**QUOTED PASSAGE**
● ● ● ● ●

When my girls accomplish a goal that they had set for themselves we celebrate together by going to see the latest movie that comes out in theaters, buy a new NYX lipstick from Ulta, or go out to eat at our favorite restaurant. No day is ever the same with these girls and I am grateful to be a part of their lives. 

All though most of my days have their highs, there also are some lows. A few years ago I had three young ladies who were in constant crisis. The stress of trying to navigate different situations for each of them on top of being pregnant took its toll on me both mentally and physically. I was exhausted, burnt out, but somehow managed to persevere and get through it all until I went on maternity leave. I wouldn't say that I am a social worker but parts of what I do fall into that category. Dealing with crisis takes its toll on the mind. I remind myself every day that I do this work because I genuinely care about the kids.

What I have learned as a mentor for the past four years and ten months is the importance of self-care, not taking things personally when things go astray, saying bye-bye to the "savior" complex, and walking alongside the youth I mentor.


I suck at self-care and always have. For the past year, I have started trying to implement self-care into my daily routine but it's challenging for me. I did start getting deep tissue massages every couple of months and doing more things for myself like morning or evening devotionals with the Lord. Talking to God helps me. It's also nice knowing that He is always listening.

I even started writing creative stories again in hopes to someday publish a novel; most importantly to get out some of the angst I feel with my own postpartum depression. I allow myself thirty minutes a day to just sit down and free-write even if I don't have any muse. I have noticed that my mood is a lot better and I have less anxiety and feel less stressed than I used to. I actually started writing a story because after sharing my ideas with a few of my girls they encouraged me to write it. I guess if it ever gets published, I'll dedicate the book to them.

Self-care is key when working with youth who deal with all sorts of hardships and struggles every single day. I can't be a good mentor if I am not taking care of myself. 


Honestly, not taking things personally is probably one of the hardest things to overcome in this field. When our mentees make a decision with poor judgment that could lead them into trouble how is it not hard to take it personally? I know I often have felt inadequate at my job if I couldn't reach my youth with my words of wisdom. Sometimes you just have to let things go and have hope that everything will turn out okay in the end.

● ● ● ● ●

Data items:
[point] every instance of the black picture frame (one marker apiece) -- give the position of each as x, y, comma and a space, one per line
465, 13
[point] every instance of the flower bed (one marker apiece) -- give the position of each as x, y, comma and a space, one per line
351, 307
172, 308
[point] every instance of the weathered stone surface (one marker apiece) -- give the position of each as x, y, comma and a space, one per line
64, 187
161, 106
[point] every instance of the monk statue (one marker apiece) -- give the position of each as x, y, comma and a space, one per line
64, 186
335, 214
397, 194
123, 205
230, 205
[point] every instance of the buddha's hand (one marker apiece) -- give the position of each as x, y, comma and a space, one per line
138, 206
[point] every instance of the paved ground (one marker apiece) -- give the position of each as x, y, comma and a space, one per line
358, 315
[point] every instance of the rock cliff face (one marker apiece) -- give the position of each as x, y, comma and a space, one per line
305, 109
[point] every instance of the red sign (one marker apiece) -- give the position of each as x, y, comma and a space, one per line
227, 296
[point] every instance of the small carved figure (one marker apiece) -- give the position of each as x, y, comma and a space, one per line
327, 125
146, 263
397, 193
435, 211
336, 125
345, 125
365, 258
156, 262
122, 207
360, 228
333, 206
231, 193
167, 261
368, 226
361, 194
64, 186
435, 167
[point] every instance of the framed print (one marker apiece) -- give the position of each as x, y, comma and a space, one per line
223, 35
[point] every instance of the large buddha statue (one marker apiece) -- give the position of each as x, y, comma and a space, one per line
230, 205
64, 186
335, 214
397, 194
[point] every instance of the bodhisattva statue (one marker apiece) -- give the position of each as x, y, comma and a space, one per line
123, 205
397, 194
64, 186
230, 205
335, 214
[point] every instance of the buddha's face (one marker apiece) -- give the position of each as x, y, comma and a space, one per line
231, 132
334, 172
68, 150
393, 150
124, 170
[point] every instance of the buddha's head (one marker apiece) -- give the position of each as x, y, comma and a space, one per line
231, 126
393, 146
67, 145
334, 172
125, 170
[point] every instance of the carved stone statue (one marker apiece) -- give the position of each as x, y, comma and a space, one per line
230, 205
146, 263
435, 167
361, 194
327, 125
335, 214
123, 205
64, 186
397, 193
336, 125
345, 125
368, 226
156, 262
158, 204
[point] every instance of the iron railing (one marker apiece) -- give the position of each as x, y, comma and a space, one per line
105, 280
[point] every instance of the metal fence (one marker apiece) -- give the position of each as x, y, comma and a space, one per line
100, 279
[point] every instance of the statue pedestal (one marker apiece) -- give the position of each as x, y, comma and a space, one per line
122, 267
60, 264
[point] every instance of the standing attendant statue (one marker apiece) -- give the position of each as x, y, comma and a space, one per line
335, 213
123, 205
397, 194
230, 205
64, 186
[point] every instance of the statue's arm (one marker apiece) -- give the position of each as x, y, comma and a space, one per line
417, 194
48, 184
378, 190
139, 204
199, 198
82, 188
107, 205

● ● ● ● ●

**TASK REQUIREMENTS**
[A] Render this sentence from the mentoring essay in Spanish: "Self-care is key when working with youth who deal with all sorts of hardships and struggles every single day."
[B] How many lines of the records contain the word "carved"? Reply with the number alone.

**RESPONSES TO THE EXERCISE**
[A] El autocuidado es clave cuando se trabaja con jóvenes que enfrentan todo tipo de dificultades y luchas todos los días.

[B] 2